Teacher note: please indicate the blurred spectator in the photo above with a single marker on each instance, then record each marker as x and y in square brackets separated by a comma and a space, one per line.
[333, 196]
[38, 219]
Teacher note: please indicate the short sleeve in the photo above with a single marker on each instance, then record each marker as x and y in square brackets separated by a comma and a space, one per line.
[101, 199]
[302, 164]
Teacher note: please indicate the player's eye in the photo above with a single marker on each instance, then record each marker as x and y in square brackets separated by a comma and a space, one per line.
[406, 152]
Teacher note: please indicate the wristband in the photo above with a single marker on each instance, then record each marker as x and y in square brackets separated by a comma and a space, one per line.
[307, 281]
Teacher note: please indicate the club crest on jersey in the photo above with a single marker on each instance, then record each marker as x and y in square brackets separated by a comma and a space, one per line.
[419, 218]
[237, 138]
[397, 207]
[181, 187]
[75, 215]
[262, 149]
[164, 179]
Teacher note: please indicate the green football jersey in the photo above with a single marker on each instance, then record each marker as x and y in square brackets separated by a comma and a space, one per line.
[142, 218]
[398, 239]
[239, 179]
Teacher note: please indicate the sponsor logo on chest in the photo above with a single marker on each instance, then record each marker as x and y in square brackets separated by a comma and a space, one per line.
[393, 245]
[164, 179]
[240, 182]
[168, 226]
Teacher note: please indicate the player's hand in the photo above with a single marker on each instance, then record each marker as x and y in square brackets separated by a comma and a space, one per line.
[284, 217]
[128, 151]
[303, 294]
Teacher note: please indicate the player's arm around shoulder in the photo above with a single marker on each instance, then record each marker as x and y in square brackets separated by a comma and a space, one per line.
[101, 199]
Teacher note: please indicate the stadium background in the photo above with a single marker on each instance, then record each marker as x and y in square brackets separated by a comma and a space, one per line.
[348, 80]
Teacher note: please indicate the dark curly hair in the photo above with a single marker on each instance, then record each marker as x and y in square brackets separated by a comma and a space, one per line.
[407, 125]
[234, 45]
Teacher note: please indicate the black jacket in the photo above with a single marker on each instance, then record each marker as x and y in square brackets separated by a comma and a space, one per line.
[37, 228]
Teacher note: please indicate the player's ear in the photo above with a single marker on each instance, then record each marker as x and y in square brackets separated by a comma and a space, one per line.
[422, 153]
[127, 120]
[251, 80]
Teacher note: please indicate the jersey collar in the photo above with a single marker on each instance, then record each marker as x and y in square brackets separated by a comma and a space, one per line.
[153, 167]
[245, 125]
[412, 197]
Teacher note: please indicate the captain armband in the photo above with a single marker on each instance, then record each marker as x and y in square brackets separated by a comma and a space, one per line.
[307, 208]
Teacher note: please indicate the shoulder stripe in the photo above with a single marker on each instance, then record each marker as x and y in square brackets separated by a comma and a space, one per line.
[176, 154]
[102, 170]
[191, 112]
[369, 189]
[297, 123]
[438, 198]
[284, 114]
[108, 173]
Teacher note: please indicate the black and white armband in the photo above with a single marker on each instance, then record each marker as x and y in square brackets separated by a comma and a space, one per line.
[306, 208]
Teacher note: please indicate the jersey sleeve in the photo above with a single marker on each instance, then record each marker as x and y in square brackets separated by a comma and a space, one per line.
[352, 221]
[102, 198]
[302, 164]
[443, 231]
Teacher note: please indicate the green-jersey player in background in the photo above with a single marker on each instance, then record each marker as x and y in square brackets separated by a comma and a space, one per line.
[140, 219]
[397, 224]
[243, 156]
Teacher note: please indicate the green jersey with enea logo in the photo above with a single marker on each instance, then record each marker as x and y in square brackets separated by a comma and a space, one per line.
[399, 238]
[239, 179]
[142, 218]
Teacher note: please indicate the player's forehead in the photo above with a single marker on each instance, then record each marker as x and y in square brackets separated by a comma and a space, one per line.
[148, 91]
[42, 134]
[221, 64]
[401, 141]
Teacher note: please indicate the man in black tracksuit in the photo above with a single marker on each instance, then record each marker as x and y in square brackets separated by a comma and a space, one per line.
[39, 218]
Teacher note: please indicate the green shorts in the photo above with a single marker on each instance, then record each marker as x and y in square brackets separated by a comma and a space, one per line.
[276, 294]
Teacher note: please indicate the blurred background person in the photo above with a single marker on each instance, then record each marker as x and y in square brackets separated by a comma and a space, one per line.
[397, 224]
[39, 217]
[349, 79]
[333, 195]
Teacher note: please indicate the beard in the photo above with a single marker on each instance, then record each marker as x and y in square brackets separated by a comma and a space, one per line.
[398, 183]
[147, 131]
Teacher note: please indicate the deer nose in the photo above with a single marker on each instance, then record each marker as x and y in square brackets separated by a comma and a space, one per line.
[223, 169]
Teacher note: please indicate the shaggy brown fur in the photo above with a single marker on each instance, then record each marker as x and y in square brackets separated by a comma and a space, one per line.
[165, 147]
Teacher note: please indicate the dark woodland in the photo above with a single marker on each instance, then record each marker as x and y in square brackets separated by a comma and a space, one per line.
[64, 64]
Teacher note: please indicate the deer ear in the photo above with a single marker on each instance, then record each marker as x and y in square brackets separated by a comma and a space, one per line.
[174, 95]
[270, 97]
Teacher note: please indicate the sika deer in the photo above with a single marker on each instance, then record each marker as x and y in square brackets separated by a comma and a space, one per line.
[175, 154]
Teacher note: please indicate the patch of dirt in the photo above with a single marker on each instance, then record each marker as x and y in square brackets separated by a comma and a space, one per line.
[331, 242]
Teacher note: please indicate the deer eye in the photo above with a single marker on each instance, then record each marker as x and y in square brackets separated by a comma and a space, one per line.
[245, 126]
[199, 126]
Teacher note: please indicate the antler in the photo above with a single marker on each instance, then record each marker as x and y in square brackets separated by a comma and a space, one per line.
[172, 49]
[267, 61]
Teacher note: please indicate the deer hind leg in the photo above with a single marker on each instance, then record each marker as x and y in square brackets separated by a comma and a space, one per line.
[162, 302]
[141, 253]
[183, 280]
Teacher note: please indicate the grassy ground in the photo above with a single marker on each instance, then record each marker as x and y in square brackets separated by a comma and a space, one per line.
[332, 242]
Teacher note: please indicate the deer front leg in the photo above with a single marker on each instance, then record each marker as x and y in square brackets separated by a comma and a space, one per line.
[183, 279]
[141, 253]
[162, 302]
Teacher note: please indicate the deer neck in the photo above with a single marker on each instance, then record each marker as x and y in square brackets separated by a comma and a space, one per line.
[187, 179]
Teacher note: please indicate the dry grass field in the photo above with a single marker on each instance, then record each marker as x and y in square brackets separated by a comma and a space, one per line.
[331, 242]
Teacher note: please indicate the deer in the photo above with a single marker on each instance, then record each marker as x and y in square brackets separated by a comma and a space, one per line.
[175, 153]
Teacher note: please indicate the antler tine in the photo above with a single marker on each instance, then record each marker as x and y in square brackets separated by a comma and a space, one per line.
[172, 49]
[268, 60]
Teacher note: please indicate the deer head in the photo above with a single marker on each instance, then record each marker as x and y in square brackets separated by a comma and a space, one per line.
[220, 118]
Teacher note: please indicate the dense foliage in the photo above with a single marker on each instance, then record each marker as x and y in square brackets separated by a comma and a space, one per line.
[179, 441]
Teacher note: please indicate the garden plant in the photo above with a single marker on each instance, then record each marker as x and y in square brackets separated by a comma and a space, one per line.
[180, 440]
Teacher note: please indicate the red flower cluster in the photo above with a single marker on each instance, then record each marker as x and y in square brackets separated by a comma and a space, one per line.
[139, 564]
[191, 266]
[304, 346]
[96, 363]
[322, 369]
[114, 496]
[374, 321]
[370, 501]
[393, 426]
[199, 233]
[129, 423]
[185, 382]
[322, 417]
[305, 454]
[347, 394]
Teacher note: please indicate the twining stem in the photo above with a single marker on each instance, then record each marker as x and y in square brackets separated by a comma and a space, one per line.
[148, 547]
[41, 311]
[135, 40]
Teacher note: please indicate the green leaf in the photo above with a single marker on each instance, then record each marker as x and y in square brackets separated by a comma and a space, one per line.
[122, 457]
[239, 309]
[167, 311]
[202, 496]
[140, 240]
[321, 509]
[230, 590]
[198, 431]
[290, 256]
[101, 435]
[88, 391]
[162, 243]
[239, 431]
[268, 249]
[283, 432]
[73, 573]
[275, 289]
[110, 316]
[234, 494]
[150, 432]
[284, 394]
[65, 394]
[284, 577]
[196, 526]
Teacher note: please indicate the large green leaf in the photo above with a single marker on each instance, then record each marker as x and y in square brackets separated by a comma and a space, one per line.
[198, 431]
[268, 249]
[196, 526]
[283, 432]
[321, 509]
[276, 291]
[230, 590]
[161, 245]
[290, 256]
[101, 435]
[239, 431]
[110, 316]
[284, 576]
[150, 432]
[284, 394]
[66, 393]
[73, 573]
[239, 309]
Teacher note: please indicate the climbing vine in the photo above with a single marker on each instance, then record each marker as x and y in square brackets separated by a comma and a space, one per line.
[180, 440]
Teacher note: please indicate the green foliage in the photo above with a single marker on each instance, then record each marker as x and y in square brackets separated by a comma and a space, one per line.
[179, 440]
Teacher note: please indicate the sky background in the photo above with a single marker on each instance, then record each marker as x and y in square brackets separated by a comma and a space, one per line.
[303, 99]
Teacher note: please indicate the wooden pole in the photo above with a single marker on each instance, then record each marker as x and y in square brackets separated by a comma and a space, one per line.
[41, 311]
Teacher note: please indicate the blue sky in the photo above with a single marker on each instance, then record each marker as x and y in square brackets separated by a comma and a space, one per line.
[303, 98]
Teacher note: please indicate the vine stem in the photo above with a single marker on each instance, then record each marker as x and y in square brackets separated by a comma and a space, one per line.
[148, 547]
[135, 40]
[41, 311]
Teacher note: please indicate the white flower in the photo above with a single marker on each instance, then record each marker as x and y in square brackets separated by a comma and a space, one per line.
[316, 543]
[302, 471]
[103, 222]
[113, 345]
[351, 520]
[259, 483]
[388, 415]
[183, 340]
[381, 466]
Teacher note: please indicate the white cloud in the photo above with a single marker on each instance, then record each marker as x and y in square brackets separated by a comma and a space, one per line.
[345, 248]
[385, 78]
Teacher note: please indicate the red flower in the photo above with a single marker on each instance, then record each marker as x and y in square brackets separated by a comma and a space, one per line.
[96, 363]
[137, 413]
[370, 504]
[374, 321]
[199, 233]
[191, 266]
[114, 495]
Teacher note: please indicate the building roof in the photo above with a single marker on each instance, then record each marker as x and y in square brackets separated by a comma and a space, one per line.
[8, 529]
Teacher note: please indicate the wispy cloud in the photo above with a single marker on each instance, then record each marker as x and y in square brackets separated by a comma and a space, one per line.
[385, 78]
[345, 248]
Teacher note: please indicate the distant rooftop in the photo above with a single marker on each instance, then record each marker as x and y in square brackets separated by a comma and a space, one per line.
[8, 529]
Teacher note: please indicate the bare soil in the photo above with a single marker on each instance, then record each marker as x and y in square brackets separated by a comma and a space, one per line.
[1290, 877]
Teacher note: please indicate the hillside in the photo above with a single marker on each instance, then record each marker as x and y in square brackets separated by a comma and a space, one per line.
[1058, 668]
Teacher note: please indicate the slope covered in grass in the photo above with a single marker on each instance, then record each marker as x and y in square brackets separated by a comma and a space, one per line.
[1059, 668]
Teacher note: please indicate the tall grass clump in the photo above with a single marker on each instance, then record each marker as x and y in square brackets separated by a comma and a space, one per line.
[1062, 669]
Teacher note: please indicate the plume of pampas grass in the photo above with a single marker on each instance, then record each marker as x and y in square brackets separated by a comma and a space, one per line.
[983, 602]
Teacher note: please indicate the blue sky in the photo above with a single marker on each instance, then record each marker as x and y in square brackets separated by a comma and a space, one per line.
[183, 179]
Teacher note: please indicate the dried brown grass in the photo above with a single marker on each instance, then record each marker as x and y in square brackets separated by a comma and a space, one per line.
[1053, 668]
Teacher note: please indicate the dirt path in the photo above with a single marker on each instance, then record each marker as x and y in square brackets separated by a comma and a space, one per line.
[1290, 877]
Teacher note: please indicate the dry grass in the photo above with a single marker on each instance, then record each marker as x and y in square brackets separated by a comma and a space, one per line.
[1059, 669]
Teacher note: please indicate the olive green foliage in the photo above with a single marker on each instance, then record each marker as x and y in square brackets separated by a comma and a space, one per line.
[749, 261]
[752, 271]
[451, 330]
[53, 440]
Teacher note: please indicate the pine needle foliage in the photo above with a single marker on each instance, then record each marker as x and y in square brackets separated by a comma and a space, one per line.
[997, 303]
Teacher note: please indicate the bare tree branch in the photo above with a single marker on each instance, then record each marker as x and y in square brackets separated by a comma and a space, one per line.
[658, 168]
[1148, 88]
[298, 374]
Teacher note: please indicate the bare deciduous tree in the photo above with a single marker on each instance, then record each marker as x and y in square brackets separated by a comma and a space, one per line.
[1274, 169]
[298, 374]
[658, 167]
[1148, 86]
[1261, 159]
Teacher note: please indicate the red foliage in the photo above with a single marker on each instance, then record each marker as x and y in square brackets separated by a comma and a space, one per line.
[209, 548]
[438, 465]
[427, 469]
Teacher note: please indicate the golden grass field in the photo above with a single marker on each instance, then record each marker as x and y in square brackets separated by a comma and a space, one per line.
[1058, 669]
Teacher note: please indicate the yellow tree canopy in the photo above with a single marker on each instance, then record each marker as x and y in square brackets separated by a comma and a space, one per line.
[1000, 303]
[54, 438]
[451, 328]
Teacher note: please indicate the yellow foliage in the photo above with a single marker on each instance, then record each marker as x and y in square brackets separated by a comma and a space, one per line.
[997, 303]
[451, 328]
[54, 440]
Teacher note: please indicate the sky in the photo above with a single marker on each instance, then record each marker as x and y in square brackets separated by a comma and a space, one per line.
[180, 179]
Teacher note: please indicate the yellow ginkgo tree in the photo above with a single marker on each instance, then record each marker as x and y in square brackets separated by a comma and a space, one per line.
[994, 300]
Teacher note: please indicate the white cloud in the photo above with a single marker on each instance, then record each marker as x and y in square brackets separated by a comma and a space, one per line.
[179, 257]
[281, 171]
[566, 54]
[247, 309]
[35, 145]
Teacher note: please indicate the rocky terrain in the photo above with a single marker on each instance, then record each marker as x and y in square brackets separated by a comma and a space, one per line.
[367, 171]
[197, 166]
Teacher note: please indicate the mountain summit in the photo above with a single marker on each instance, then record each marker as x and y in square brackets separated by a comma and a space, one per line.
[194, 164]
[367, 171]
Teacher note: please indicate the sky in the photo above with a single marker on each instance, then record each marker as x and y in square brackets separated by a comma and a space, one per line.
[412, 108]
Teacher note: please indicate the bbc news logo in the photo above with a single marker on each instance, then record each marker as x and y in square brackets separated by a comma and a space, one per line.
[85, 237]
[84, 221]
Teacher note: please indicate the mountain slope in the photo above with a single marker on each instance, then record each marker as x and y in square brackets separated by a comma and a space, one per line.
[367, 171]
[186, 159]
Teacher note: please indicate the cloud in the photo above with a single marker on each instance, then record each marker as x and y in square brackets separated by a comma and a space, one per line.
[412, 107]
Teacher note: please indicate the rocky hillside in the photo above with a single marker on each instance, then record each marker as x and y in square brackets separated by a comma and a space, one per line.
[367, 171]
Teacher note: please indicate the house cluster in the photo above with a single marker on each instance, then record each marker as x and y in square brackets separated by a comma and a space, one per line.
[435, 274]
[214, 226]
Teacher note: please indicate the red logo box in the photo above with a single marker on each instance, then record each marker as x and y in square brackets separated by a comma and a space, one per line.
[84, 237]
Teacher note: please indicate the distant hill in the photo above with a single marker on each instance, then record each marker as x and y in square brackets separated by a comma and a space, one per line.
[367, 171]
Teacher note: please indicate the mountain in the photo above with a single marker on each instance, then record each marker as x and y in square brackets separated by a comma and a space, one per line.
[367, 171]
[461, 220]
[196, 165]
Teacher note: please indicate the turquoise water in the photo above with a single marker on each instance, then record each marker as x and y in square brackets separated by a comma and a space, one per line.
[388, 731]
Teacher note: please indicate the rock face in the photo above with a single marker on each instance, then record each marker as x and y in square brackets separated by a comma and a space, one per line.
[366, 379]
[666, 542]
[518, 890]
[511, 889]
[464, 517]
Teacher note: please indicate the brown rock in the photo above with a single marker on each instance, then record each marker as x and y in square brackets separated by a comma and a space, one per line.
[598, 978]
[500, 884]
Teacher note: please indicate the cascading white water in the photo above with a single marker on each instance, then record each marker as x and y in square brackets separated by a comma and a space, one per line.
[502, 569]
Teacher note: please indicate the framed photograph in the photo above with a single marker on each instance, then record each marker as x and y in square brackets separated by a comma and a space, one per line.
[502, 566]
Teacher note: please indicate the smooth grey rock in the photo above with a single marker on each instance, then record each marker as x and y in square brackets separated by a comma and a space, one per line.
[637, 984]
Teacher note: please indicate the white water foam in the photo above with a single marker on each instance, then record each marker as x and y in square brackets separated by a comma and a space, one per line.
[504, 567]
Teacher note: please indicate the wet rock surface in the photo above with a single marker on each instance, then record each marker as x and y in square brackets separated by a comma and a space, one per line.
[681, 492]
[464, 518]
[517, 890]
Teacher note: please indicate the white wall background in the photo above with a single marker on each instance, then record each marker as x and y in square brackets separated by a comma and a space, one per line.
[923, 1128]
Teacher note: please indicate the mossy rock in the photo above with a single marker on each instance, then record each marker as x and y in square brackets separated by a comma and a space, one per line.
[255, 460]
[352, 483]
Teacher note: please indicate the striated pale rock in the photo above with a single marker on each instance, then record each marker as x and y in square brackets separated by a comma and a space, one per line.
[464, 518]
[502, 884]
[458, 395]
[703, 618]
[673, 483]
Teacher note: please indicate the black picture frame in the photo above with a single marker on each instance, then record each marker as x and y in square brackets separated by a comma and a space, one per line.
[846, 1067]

WHAT NEEDS TO BE DONE: Everything from the line with "Teacher note: please indicate the white wall" to the end of the listing above needs to be duplicated exactly, both end lines included, with nothing more.

ANSWER TO THE EXERCISE:
Teacher note: please indicate the white wall background in the photo above with a single marker on each instance, then record each marker as x and y in square brackets separated by a comma and a space, one per line.
[923, 1128]
Teacher note: please indicate the mossy rock in the photo above with a single marker on each instance, then record each marker as x and y in square brackets separated by a comma and a space, one per line.
[255, 460]
[352, 483]
Teacher note: please indicate the striated pale rock in the photo above with a single marker on each instance, then record each marker as x and y in square brackets separated by a comma and a space, one per line.
[464, 518]
[502, 884]
[458, 395]
[703, 618]
[673, 483]
Teacher note: please indicate the black picture frame in the photo above with a single marker on each instance, then record each marker as x and y in square brackets separated by a comma and a space, one per line.
[846, 1067]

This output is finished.